Texto mostrado —
La muertes claman justicia. Siempre. Porque la tarea que propicia la muerte es obligar al hombre a abordar las cosas esenciales. En el sistema sanitario se han producido dos muertes. Son dos caras de una moneda, que se reflejan en Mahón y Murcia.
MAHÓN. Hospital público Mateo Orfila de Menorca. Roser Sánchez Serra, 30 años. Por la mañana del 11 de febrero entra en el quirófano para serle extirpado un quiste. Es intervenida laparoscopia. Por accidente, a la paciente se le secciona la aorta. Las alarmas se disparan. Acuden diversos cirujanos, pero ninguno es experto en cirugía vascular. Se contiene la hemorragia masiva, y ante la falta de especialistas, Roser es trasladada en helicóptero al Son Dureta de Palma. A las 20:00 fallece, irremediablemente.

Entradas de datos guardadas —
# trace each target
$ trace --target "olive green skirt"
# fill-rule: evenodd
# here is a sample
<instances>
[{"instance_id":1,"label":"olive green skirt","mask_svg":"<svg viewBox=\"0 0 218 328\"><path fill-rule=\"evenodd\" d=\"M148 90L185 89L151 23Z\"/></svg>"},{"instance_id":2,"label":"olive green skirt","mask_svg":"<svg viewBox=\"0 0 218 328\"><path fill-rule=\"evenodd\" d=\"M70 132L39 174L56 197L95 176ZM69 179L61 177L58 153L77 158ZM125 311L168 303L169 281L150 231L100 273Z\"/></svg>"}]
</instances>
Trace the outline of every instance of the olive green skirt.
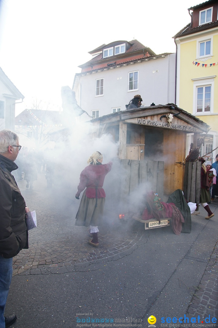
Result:
<instances>
[{"instance_id":1,"label":"olive green skirt","mask_svg":"<svg viewBox=\"0 0 218 328\"><path fill-rule=\"evenodd\" d=\"M86 191L83 194L79 209L76 215L75 225L97 226L103 217L105 198L98 198L96 206L96 198L88 198Z\"/></svg>"},{"instance_id":2,"label":"olive green skirt","mask_svg":"<svg viewBox=\"0 0 218 328\"><path fill-rule=\"evenodd\" d=\"M200 198L200 203L210 203L210 194L208 190L204 188L201 189L201 196Z\"/></svg>"}]
</instances>

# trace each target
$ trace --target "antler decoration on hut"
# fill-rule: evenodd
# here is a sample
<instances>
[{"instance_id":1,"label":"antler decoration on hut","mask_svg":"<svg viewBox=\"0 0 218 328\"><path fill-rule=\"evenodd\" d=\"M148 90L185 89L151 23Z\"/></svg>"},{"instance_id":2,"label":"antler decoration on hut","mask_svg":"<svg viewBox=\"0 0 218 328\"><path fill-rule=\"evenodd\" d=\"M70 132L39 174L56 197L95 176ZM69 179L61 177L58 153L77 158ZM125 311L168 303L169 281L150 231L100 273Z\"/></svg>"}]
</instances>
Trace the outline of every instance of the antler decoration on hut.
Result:
<instances>
[{"instance_id":1,"label":"antler decoration on hut","mask_svg":"<svg viewBox=\"0 0 218 328\"><path fill-rule=\"evenodd\" d=\"M160 117L160 120L161 121L161 119L162 117L166 117L167 122L171 125L174 116L177 116L177 115L178 115L179 114L180 114L180 113L181 111L180 111L177 114L173 114L169 113L169 114L166 114L165 115L162 115Z\"/></svg>"}]
</instances>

Qué hacer —
- A) En el texto sobre las dos muertes en el sistema sanitario, ¿a qué hospital trasladaron en helicóptero a Roser Sánchez Serra?
- B) Prosigue el texto sobre las dos muertes en el sistema sanitario a partir de su última oración.

Tus respuestas —
- A) La trasladaron al Son Dureta de Palma.

- B)
¿Era ésta una muerte evitable? ¿Dónde está la negligencia: en el acto quirúrgico, o en el sistema médicohospitalario para una isla de 85.000 habitantes que no dispone de todos los servicios?
MURCIA. Un mes después. Jubilado de 74 años descerraja cuatro tiros contra una doctora del centro de salud de Moratalla. Ingresa en la Unidad de Cuidados Intensivos en estado crítico. Fallece a las 15:30 horas. Los hechos ocurrieron cuando el agresor, un ex taxista, irrumpió en el centro médico y disparó a un conductor de ambulancias y a la doctora, que estaba atendiendo en el servicio de urgencias.
De entre las muchas formas de muertes evitables y estériles, las hay como se ve, de dos tipos. Pacientes y médicos fallecen en una absurda dinámica. Gozamos de un buen sistema sanitario. Es verdad. Pero no deberíamos morir ni el factor geográfico de la insularidad, ni cuestiones tan previsibles como la seguridad. La relación médicopaciente sigue siendo la célula esencial sobre la que se asienta la salud que se dispensa. Proteger ese binomio es preservar nuestras vidas. Seguro.